> Problem requirements:
Show each line in the items below that contains the string "metal", matching case exactly.
* BEGIN Material supplied *
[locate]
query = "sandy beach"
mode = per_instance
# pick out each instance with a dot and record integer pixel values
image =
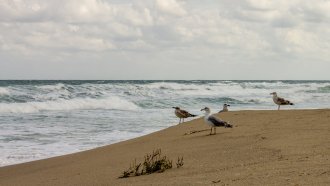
(286, 147)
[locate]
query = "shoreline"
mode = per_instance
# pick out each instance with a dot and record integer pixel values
(264, 147)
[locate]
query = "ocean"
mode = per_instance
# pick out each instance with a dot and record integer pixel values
(42, 119)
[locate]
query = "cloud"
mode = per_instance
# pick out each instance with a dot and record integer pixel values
(240, 32)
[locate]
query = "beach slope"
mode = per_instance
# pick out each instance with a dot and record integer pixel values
(286, 147)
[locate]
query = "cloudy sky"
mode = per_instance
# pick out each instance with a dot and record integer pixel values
(164, 39)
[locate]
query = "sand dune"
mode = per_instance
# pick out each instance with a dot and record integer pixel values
(287, 147)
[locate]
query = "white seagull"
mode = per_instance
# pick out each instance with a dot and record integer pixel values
(213, 121)
(182, 114)
(280, 101)
(225, 108)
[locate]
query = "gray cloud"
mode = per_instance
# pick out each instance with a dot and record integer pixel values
(148, 34)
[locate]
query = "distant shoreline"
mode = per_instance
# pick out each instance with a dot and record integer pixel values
(264, 147)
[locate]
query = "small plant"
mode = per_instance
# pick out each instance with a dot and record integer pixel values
(179, 163)
(153, 162)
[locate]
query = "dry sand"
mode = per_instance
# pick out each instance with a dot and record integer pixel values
(287, 147)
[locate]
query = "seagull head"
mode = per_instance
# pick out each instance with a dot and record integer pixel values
(206, 109)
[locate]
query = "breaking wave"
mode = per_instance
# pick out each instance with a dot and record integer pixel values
(64, 105)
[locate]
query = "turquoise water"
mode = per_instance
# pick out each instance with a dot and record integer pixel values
(41, 119)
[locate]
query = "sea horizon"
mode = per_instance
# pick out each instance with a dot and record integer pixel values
(46, 118)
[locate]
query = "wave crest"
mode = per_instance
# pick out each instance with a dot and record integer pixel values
(73, 104)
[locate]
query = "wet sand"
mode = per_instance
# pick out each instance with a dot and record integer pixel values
(287, 147)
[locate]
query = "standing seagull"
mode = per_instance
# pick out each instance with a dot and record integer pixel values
(280, 101)
(182, 114)
(213, 121)
(225, 108)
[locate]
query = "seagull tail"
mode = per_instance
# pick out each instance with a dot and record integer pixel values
(228, 125)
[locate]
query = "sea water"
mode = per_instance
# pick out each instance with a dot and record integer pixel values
(41, 119)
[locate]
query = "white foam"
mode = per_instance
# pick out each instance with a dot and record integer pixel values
(73, 104)
(58, 86)
(4, 91)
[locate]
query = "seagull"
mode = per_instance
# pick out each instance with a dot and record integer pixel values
(182, 114)
(225, 108)
(280, 101)
(213, 121)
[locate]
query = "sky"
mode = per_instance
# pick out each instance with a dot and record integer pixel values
(165, 39)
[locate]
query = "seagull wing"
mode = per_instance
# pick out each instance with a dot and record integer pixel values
(282, 101)
(186, 114)
(217, 122)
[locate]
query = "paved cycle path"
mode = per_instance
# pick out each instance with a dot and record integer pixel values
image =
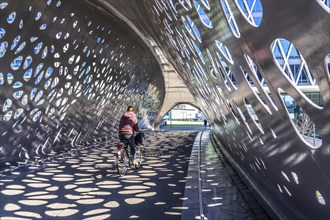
(86, 186)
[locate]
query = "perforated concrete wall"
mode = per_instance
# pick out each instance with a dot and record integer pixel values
(252, 65)
(67, 72)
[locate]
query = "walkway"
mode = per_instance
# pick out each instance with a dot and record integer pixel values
(86, 186)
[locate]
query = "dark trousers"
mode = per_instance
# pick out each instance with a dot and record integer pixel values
(131, 143)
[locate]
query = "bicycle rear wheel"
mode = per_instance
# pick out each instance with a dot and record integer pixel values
(122, 163)
(139, 159)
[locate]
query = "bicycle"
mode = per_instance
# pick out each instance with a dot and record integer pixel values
(123, 161)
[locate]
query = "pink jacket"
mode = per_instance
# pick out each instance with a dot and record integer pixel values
(128, 123)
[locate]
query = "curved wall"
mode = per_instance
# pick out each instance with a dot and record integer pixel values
(246, 61)
(68, 70)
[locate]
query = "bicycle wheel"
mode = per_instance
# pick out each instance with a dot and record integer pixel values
(122, 163)
(139, 159)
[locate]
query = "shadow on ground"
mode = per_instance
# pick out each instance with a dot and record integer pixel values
(86, 185)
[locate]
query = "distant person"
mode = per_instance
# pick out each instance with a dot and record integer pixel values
(127, 126)
(205, 123)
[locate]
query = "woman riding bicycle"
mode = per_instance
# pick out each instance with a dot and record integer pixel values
(127, 125)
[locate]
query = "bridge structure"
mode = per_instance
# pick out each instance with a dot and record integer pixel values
(258, 69)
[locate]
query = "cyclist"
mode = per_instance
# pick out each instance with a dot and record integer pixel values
(127, 126)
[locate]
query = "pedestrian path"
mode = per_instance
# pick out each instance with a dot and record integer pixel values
(213, 190)
(85, 185)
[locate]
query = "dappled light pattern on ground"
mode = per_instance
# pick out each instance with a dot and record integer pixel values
(86, 185)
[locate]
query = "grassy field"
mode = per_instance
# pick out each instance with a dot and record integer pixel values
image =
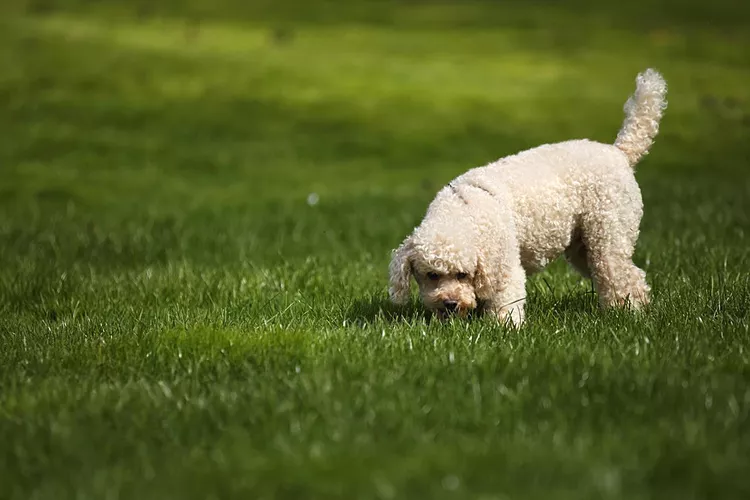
(177, 321)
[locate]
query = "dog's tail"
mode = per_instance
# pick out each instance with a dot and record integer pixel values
(643, 111)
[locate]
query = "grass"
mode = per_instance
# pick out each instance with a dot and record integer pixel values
(177, 322)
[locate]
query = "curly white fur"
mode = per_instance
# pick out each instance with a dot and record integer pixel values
(643, 111)
(492, 226)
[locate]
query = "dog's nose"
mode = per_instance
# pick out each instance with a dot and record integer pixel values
(450, 305)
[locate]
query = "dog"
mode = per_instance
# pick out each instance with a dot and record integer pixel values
(493, 226)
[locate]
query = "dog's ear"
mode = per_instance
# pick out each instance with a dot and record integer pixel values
(400, 272)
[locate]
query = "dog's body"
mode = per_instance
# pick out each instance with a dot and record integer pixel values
(492, 226)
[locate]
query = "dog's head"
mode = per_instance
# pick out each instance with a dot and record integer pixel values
(447, 267)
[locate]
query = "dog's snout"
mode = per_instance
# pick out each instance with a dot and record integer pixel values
(450, 305)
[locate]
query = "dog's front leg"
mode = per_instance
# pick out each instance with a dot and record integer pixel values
(507, 304)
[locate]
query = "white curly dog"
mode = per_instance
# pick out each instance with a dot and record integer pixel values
(494, 225)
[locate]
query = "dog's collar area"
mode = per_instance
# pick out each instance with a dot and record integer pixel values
(476, 186)
(455, 191)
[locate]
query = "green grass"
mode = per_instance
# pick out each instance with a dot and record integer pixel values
(177, 322)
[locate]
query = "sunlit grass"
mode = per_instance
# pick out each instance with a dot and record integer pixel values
(177, 321)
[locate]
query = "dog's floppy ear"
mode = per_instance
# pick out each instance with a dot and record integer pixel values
(400, 272)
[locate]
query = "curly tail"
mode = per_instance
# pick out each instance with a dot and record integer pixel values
(643, 111)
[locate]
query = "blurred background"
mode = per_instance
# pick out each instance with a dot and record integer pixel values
(178, 101)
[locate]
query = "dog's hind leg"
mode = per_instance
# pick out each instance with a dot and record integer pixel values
(577, 255)
(609, 241)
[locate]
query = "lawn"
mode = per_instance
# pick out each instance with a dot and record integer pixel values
(177, 320)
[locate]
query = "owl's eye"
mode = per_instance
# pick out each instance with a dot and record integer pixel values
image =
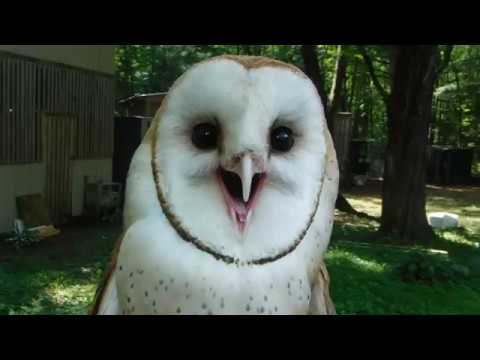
(282, 139)
(205, 136)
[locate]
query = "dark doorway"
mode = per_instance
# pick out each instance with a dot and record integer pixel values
(127, 139)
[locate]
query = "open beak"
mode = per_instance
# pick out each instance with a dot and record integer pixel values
(240, 189)
(246, 175)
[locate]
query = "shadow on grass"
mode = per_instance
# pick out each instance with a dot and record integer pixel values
(363, 281)
(59, 276)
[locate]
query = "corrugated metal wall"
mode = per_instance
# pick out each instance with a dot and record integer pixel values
(30, 88)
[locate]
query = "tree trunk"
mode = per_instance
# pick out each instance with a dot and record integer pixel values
(315, 72)
(409, 111)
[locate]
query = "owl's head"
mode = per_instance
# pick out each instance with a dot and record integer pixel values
(236, 159)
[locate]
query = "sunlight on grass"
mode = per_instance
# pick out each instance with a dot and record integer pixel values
(338, 256)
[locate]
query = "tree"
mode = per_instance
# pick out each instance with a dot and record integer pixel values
(414, 72)
(314, 70)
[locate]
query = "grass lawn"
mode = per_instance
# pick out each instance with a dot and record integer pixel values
(362, 264)
(60, 276)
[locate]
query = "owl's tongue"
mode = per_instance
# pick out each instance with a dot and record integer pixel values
(232, 189)
(240, 211)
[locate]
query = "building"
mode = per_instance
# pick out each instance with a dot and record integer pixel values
(56, 124)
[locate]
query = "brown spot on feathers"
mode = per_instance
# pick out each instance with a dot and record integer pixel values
(257, 62)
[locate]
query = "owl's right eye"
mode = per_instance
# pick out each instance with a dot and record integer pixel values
(205, 136)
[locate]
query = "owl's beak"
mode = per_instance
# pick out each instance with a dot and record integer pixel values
(240, 188)
(246, 175)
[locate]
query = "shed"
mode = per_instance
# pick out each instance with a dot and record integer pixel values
(56, 124)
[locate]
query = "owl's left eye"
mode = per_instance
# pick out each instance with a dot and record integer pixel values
(205, 136)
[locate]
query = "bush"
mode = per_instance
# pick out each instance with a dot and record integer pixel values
(24, 239)
(431, 269)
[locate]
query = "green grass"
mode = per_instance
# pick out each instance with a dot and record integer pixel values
(57, 278)
(60, 276)
(362, 263)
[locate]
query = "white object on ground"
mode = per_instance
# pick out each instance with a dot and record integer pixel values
(360, 180)
(443, 220)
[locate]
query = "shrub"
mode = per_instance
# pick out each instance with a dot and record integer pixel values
(431, 269)
(23, 239)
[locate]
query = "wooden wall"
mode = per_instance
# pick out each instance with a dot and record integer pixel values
(30, 88)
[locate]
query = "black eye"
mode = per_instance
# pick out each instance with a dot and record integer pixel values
(205, 136)
(282, 139)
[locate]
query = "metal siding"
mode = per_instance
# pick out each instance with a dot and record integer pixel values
(31, 88)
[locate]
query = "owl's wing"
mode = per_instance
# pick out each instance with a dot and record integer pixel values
(106, 298)
(321, 303)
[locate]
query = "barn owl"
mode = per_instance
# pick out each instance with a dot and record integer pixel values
(230, 199)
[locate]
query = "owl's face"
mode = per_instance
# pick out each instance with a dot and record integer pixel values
(239, 156)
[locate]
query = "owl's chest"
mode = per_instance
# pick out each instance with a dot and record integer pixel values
(151, 290)
(170, 276)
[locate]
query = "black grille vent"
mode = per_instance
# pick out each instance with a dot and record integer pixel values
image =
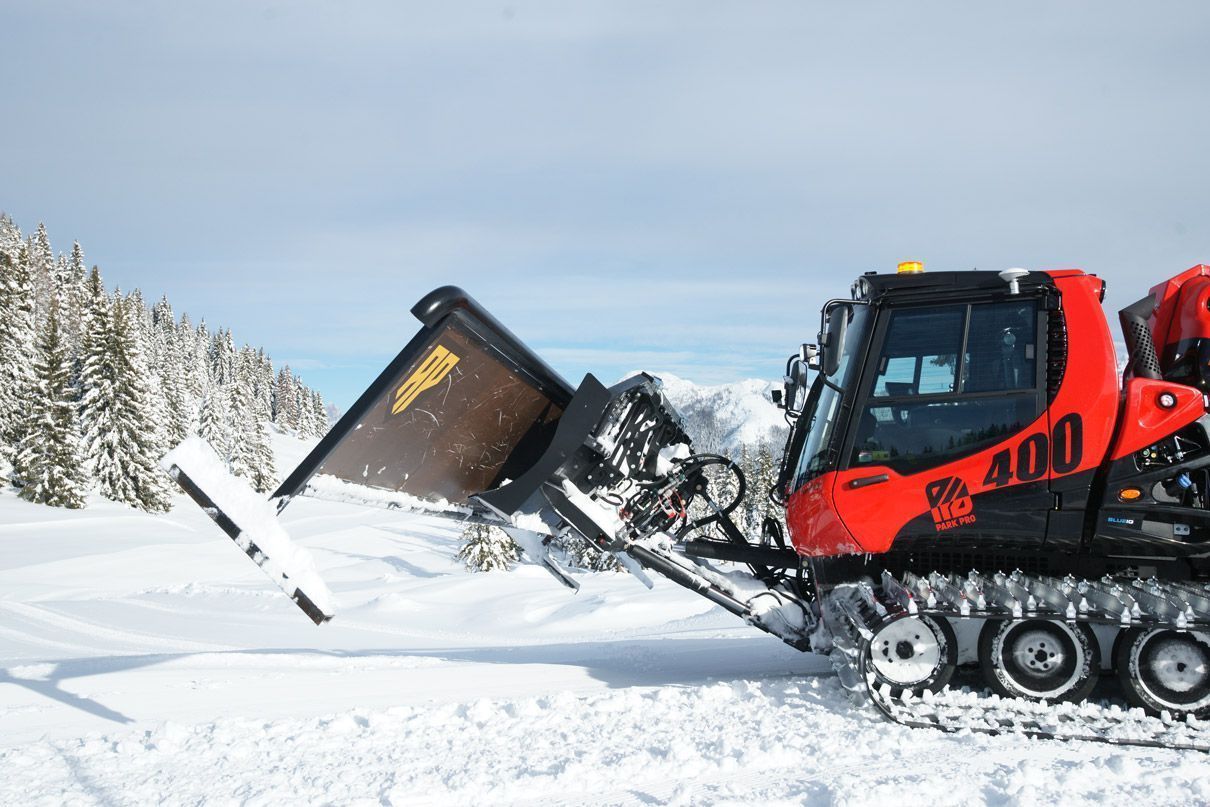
(1142, 362)
(1056, 352)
* END Material supplied *
> Task answer:
query = "corrugated metal wall"
query = "metal siding"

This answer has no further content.